=== TEXT BLOCK ===

_ _ _ _

Am I or am I not - a stalker?!
I would like to take a poll here.
Who in here considers me to be a stalker? I would really like your imput.
I believe that I have a right to write this, to voice this, since this verbal attack was in this open forum, without any regard for privacy. I was accused by Jr Wells of being a stalker. Wells did not even have the decency to address this in PM. I wonder about that. Oh, I know, there can really be only one explanation for that, right? Think again. There could be more than one.

_ _ _ _

=== ACTIONS TO TAKE ===
**1)** Decide whether each statement agrees with the forum post. Answer yes or no for each and quote the deciding words. (a) Jr Wells accused the writer of being a stalker. (b) Wells made the accusation in a private message. (c) The writer holds that only one explanation is possible.
**2)** Translate this sentence from the forum post into Spanish: "I would like to take a poll here."
**3)** Carry on the forum post about the stalker accusation, starting after its last sentence.

_ _ _ _

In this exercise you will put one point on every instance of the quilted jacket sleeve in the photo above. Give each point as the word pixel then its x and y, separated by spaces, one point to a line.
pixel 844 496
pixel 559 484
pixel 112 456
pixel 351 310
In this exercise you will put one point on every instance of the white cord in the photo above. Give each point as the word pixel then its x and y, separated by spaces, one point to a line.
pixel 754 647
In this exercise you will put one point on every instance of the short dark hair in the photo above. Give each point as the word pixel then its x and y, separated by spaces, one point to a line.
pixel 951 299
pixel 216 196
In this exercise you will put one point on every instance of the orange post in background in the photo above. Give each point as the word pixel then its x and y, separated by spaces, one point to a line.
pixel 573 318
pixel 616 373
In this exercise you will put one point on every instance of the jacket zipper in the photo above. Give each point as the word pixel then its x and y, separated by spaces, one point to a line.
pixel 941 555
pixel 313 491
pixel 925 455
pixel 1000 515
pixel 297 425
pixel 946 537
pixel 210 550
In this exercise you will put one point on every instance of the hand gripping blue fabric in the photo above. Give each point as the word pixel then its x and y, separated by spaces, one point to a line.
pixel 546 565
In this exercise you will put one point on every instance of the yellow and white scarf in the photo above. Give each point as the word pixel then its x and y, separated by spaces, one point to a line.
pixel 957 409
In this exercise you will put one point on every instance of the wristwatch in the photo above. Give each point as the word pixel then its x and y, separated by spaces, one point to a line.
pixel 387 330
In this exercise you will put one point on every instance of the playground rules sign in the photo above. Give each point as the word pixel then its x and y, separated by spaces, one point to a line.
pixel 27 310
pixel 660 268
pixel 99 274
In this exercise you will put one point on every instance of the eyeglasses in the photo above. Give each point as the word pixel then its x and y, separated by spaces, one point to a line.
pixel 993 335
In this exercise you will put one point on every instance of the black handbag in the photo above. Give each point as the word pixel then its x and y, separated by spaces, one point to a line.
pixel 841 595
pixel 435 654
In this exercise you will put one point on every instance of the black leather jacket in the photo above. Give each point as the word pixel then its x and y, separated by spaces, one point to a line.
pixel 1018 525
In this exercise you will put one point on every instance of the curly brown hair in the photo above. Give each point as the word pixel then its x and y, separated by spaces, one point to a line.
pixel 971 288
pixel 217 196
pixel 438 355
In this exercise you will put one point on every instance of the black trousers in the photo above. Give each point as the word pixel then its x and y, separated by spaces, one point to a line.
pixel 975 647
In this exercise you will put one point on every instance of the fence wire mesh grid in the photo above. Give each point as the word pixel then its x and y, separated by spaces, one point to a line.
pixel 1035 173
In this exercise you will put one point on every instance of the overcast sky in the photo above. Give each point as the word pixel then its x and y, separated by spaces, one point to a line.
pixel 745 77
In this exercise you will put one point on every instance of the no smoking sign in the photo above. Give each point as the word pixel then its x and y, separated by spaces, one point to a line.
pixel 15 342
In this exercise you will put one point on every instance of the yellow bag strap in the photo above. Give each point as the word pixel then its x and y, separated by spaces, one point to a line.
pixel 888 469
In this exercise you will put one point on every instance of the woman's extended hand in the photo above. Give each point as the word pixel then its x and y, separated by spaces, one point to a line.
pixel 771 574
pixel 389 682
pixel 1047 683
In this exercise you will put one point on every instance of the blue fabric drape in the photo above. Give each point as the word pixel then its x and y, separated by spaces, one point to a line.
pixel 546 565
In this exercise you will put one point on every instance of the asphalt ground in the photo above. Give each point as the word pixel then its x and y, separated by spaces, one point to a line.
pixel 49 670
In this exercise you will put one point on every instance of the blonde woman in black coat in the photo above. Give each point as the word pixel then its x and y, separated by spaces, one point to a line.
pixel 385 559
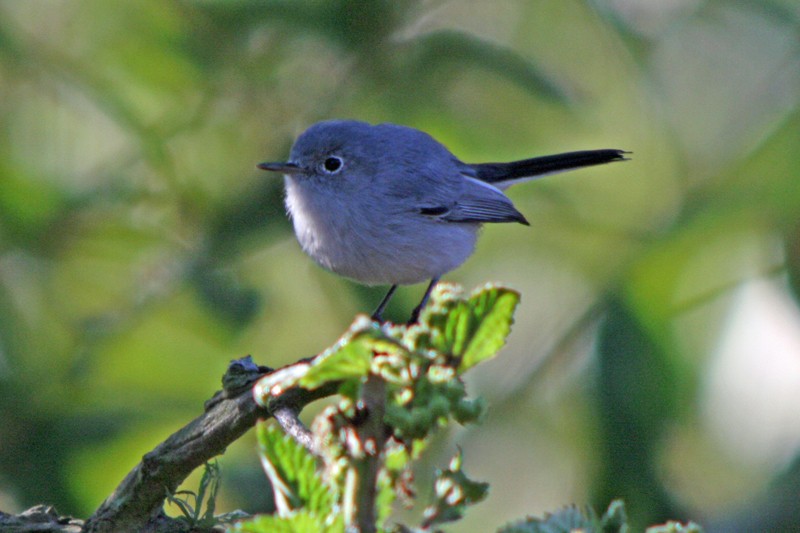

_ _ _ _

=== THE REPLIES ===
**1)**
(a) Yes: "I was accused by Jr Wells of being a stalker."
(b) No: "Wells did not even have the decency to address this in PM."
(c) No: "Think again. There could be more than one."

**2)** Me gustaría hacer una encuesta aquí.

**3)**
I was going to let this alone. I had even discontinued responding to any of Wells’s post for the most part and I told him beforehand that this was what I was going to do – and that he was not to respond to mine. I told him the above since he had somehow seemed to be fearful and delusional in this thinking though in actuality I have my doubts as to whether or not it had to do with him “believing” that I was stalking him. I had more or less left it alone and had dropped the whole subject until Arminius got on Wells’ bandwagon and told me to STOP STALKING, called me a LIAR, and said that I was not a consciousness seeker referring to the designation under my username. The third didn’t really bother me so much. He showed his so-called evidence, his proof, of my stalking, which was or were, instances of my perusing some of Wells’ posts in an attempt to ascertain if he could possibly be my Australian friend. This wasn’t about Wells as much as it was about my friend. It seems that you ARMINIUS did some exploring on your own, didn’t you? See – I didn’t call you a stalker of me.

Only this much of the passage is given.